Rewrite the material from its first line through the line containing "380], [328, 377]]" as a numbered list, skipping any blank lines. Leave the pictures out of your list.

(Source records):
_ _ _

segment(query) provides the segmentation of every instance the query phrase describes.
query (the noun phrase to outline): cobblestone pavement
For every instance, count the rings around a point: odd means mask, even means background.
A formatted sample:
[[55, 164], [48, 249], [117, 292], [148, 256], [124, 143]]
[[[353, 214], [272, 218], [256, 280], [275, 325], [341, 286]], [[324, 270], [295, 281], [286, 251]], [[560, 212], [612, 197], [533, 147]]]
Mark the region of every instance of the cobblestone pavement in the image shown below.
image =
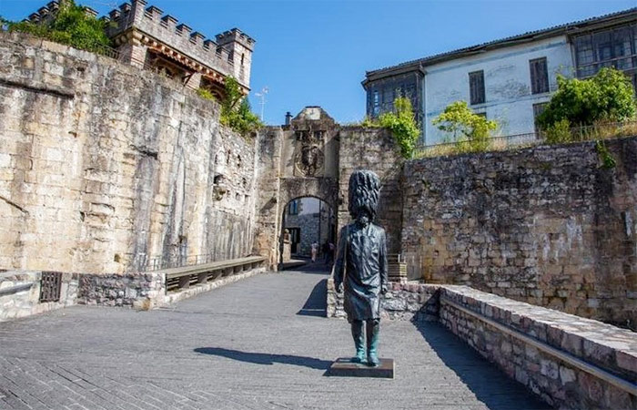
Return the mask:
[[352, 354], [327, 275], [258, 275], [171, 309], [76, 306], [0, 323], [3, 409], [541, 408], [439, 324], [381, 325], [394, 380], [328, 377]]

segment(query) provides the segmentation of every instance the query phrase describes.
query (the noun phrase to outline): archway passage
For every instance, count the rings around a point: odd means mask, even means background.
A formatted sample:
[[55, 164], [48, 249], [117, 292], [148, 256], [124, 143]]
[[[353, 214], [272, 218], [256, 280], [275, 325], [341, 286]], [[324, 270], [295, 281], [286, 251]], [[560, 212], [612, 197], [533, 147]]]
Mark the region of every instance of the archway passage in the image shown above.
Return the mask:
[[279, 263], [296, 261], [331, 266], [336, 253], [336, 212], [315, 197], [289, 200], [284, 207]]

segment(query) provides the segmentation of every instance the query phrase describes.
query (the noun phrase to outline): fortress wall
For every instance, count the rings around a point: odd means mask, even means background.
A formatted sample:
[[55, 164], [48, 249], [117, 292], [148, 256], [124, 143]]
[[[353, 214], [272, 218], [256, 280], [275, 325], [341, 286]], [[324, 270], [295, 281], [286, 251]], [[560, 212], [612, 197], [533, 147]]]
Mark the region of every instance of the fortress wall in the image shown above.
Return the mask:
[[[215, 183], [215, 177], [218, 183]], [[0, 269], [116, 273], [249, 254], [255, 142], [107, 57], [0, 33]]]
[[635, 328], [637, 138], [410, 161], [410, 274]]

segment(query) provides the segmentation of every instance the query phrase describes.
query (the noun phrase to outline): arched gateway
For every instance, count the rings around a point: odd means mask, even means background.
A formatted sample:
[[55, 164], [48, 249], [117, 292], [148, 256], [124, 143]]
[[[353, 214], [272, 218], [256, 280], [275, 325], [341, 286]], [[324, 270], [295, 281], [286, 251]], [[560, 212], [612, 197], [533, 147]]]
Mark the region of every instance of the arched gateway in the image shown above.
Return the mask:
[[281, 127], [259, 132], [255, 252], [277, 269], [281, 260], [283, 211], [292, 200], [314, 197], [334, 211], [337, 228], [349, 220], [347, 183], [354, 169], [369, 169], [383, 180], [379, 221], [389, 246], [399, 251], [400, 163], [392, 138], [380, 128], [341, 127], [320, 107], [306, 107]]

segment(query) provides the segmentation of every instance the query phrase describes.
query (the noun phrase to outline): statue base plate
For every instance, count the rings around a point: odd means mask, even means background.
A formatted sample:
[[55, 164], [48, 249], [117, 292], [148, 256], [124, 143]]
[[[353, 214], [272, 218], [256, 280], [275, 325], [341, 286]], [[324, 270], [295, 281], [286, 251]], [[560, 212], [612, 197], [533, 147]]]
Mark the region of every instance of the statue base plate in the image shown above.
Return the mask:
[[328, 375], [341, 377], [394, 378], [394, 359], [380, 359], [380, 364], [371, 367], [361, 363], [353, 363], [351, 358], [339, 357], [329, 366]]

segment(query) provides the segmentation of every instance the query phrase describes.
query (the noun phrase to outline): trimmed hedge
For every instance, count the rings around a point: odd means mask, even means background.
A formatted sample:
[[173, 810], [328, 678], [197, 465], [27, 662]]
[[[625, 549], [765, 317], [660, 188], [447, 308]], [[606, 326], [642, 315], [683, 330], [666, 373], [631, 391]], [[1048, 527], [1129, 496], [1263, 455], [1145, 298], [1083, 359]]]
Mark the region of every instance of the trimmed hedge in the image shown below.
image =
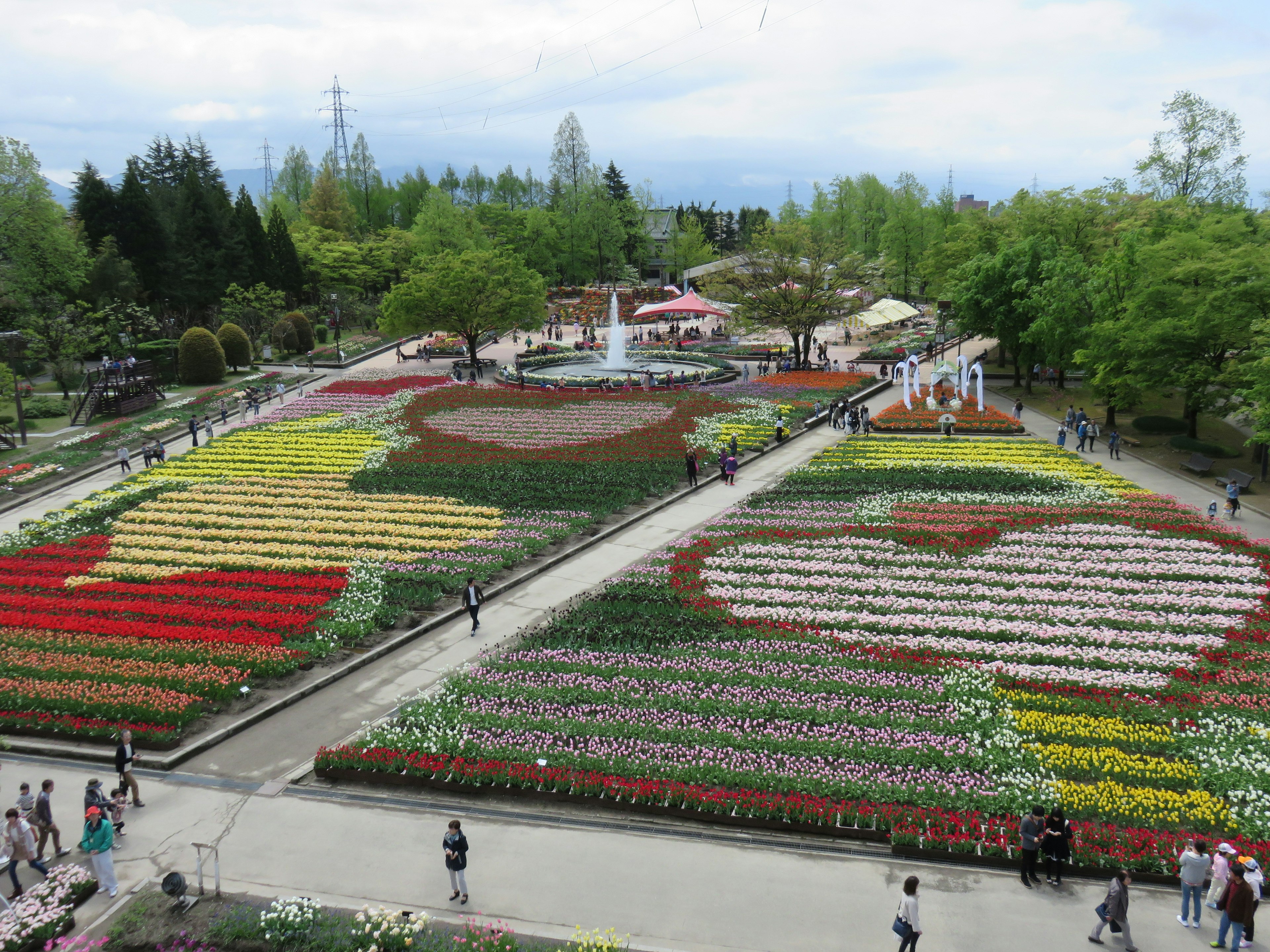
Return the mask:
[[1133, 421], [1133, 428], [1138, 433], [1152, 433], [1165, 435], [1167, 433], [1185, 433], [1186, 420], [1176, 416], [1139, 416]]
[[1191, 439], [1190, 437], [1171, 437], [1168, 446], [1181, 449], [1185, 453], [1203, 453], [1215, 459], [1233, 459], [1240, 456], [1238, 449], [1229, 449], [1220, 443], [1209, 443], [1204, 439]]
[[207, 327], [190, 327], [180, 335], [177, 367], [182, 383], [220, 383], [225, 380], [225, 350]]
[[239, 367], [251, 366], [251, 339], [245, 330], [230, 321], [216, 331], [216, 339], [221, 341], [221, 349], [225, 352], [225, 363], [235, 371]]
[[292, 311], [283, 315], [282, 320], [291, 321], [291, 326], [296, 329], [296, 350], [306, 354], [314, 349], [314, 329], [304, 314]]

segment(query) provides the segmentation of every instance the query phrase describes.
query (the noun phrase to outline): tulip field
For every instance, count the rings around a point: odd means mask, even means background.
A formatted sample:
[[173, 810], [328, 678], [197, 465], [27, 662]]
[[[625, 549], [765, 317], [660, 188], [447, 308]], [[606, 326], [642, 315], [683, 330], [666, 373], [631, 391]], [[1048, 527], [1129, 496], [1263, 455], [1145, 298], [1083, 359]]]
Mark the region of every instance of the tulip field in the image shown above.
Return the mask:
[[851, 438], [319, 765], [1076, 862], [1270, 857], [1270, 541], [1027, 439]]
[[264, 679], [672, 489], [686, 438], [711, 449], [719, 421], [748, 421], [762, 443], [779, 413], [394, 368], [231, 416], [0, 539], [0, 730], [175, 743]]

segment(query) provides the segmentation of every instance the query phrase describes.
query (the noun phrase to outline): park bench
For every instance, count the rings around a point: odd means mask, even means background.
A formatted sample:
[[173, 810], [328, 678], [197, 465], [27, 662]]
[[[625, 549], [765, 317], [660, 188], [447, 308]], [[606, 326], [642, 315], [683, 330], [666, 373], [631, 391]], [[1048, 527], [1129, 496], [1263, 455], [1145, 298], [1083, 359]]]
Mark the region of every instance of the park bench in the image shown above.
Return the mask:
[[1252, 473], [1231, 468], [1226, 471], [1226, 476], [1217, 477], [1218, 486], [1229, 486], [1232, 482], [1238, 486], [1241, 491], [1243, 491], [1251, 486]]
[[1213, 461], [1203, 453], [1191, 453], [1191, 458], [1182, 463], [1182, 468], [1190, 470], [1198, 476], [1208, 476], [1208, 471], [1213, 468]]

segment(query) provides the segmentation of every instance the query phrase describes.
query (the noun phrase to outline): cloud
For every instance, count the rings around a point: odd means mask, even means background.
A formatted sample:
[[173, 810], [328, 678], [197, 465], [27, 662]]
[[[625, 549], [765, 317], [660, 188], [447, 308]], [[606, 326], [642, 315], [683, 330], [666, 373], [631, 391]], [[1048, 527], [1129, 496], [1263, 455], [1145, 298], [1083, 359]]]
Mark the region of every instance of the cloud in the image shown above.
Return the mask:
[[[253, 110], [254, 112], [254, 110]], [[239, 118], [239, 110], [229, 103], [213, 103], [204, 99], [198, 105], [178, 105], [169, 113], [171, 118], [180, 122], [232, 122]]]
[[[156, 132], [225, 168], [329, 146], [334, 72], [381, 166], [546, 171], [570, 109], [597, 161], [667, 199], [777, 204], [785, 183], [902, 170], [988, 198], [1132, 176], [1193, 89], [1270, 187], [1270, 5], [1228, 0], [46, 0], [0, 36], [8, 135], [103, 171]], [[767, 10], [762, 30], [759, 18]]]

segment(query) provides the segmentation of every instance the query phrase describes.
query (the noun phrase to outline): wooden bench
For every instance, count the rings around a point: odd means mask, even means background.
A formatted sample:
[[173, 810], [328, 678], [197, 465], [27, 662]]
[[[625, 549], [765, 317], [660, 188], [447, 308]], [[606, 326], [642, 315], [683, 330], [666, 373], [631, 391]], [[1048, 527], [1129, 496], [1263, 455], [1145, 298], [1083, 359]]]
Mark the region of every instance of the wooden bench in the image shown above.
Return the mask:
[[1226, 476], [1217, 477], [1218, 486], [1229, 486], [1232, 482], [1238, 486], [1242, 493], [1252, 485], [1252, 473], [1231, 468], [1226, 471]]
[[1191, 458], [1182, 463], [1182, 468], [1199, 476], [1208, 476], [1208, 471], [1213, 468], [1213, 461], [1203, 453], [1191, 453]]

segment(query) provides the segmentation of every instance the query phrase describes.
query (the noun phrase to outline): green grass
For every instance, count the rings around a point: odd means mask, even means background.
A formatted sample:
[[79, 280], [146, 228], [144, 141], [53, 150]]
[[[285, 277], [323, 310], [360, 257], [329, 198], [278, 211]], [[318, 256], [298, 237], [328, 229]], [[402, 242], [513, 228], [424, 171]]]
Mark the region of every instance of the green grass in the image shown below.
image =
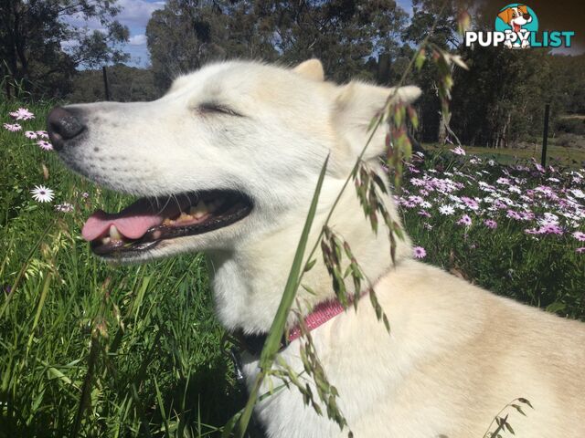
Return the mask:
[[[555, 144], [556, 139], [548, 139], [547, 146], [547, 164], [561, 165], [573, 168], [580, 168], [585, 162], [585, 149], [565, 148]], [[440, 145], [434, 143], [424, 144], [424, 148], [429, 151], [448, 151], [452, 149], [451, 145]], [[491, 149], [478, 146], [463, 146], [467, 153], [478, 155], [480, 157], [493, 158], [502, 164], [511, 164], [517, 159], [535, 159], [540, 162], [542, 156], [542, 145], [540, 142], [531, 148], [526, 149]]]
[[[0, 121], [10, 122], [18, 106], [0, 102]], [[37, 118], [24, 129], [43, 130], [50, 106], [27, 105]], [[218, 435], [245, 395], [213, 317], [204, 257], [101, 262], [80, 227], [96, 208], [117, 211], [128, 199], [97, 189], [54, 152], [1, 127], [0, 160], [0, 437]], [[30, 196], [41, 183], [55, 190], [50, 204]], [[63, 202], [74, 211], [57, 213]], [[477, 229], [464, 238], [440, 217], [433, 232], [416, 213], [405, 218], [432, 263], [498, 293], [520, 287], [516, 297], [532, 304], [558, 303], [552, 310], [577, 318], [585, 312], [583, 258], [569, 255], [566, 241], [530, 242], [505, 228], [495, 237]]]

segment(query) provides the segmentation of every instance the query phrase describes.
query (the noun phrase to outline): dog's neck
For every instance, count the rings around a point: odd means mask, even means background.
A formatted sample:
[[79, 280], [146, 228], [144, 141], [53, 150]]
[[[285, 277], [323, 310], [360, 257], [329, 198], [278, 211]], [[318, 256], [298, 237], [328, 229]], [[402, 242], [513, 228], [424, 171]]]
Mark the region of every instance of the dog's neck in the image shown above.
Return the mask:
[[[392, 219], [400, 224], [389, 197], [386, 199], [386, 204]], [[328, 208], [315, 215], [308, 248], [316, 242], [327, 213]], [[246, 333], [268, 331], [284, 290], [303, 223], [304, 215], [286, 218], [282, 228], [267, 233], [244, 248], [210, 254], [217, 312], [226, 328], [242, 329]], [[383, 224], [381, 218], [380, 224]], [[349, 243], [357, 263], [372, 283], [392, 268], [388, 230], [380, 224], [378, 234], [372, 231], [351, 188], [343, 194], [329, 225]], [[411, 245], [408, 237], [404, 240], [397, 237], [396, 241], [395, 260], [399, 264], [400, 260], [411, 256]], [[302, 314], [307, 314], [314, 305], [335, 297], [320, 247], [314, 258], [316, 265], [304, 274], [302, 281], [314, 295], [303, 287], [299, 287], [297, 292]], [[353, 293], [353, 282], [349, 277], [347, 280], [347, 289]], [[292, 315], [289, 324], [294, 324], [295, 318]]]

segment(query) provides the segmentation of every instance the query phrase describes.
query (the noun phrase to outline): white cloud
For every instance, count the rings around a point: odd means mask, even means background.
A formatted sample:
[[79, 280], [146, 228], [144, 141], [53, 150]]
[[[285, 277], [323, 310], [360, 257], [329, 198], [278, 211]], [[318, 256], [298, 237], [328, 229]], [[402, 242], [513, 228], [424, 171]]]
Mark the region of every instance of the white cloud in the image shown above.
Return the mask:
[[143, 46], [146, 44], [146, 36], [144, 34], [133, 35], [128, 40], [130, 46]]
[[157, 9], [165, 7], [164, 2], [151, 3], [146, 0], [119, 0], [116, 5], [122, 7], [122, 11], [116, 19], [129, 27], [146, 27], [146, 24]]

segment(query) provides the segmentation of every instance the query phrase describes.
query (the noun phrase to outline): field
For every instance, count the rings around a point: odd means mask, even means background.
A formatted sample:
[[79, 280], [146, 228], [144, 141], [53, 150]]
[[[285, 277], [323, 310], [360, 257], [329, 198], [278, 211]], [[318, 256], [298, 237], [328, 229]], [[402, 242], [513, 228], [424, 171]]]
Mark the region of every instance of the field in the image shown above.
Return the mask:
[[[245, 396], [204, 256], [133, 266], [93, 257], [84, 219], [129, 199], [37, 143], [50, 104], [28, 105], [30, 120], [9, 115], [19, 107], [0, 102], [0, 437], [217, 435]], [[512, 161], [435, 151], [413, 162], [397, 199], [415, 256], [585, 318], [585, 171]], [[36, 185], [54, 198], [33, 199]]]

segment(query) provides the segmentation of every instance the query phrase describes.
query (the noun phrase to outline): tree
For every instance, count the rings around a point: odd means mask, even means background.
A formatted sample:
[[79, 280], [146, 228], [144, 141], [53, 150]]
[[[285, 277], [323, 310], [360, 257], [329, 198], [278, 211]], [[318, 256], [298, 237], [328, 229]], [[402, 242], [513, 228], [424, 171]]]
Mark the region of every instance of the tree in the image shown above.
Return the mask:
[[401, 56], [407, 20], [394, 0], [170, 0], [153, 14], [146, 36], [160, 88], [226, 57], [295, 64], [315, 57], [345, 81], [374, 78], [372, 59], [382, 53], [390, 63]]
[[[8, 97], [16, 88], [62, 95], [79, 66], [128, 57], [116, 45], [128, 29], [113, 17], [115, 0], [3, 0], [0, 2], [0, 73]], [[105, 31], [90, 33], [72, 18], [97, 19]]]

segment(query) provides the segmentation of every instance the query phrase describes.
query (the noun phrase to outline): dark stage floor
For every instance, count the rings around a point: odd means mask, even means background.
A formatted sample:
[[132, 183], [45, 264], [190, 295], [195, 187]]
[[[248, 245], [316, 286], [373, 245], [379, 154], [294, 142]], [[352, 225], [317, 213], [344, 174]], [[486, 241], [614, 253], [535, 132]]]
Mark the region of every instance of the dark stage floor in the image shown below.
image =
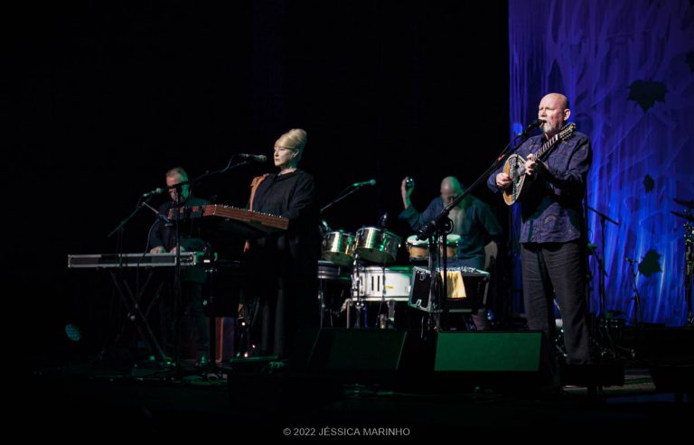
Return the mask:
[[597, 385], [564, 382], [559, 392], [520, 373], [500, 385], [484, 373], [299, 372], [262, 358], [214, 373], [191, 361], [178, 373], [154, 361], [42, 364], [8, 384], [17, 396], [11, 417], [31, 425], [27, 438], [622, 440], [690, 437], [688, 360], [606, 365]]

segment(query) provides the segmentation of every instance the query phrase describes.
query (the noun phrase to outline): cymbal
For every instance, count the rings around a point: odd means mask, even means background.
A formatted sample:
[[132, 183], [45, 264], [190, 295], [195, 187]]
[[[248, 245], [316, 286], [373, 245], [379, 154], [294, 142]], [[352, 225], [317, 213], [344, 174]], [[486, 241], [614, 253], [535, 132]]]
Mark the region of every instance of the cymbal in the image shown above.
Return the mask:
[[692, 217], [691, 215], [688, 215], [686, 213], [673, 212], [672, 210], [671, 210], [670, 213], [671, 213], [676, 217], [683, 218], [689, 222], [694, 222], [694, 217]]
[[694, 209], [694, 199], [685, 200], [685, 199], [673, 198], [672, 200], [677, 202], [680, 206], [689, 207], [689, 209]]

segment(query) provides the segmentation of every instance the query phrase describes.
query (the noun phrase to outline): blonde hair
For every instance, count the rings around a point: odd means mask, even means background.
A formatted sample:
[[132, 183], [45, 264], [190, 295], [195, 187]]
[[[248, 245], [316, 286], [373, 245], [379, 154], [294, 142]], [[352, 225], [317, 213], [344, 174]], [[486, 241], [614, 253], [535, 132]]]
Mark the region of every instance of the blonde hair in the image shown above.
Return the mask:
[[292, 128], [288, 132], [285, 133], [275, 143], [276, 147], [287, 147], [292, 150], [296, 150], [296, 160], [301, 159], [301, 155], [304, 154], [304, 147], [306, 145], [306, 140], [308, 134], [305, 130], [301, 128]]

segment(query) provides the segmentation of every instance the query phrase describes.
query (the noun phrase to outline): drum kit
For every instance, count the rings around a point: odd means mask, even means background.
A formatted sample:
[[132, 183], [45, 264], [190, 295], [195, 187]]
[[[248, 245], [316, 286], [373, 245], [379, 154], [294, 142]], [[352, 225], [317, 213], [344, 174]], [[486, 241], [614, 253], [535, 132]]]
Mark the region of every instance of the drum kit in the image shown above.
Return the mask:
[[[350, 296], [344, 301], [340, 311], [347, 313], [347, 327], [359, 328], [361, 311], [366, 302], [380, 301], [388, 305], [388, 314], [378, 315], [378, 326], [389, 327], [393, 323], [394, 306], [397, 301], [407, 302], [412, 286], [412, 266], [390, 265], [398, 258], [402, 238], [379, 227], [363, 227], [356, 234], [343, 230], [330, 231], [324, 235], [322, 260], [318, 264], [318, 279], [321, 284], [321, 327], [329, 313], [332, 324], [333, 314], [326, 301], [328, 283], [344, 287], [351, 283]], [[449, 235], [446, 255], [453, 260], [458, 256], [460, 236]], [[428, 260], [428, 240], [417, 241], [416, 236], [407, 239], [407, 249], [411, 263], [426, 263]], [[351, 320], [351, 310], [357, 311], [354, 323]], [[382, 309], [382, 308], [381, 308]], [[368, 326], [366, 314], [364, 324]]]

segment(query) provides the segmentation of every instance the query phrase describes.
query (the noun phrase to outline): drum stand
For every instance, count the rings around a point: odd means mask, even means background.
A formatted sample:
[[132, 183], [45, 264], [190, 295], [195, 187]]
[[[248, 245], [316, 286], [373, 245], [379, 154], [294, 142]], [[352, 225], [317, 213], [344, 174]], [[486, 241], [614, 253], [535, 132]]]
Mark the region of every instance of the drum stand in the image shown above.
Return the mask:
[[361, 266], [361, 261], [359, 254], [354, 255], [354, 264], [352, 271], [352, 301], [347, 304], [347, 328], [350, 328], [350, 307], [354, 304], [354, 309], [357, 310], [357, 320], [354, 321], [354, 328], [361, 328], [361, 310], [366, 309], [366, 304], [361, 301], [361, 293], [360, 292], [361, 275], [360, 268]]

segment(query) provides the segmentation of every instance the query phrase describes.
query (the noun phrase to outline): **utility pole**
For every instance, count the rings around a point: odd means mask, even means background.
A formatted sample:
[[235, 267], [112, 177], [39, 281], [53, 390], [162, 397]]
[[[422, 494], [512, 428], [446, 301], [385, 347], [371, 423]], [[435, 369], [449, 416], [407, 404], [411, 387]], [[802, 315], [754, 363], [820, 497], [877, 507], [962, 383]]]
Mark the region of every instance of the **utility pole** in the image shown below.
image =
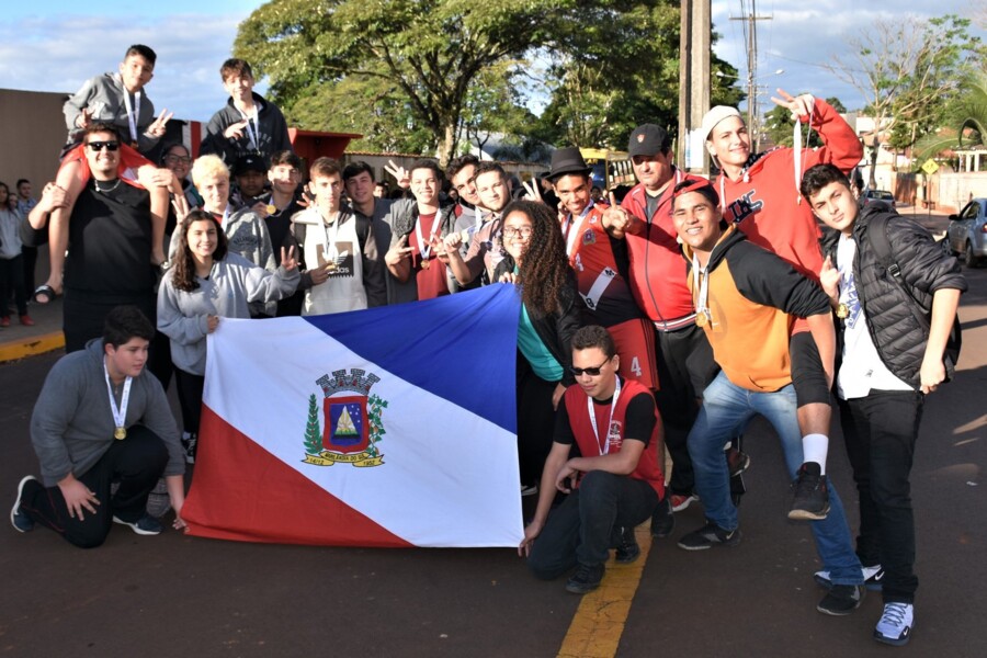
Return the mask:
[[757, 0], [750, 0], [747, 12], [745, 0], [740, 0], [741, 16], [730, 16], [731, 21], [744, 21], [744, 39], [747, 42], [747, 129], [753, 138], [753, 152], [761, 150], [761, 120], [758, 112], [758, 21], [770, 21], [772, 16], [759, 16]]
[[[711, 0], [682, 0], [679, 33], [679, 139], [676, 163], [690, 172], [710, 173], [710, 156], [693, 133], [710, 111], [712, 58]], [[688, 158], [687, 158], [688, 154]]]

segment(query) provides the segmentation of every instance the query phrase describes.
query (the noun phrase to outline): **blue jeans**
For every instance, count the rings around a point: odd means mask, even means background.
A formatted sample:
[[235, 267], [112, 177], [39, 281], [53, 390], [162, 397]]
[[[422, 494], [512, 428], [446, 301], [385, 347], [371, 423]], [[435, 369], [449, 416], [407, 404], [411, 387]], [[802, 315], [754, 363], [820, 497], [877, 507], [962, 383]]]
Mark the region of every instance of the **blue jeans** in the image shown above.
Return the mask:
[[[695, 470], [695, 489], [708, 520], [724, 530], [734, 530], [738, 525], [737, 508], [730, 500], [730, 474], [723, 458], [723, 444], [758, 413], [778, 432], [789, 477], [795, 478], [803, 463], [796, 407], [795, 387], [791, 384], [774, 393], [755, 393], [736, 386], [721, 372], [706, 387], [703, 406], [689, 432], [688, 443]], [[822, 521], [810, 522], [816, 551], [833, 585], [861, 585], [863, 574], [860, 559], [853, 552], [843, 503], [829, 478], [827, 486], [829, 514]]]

_ _ _

(Exercise answer):
1. segment(query) provides the segmentation of every instance the query phrase describes.
2. query (the noun phrase to outline): cobblestone pavement
3. For every instance, count the rings around a point: odd means mask, even means background.
4. A formatted sample:
5. [[55, 164], [48, 249], [117, 292], [148, 256], [124, 143]]
6. [[[353, 214], [272, 218], [256, 280], [275, 325], [341, 286]], [[324, 270], [295, 281], [286, 251]], [[560, 212], [612, 197], [533, 147]]]
7. Mark the region of every instance of the cobblestone pavement in the image shown below.
8. image =
9. Return the mask:
10. [[352, 354], [327, 275], [258, 275], [171, 309], [76, 306], [0, 323], [3, 409], [541, 408], [439, 324], [381, 325], [394, 380], [328, 377]]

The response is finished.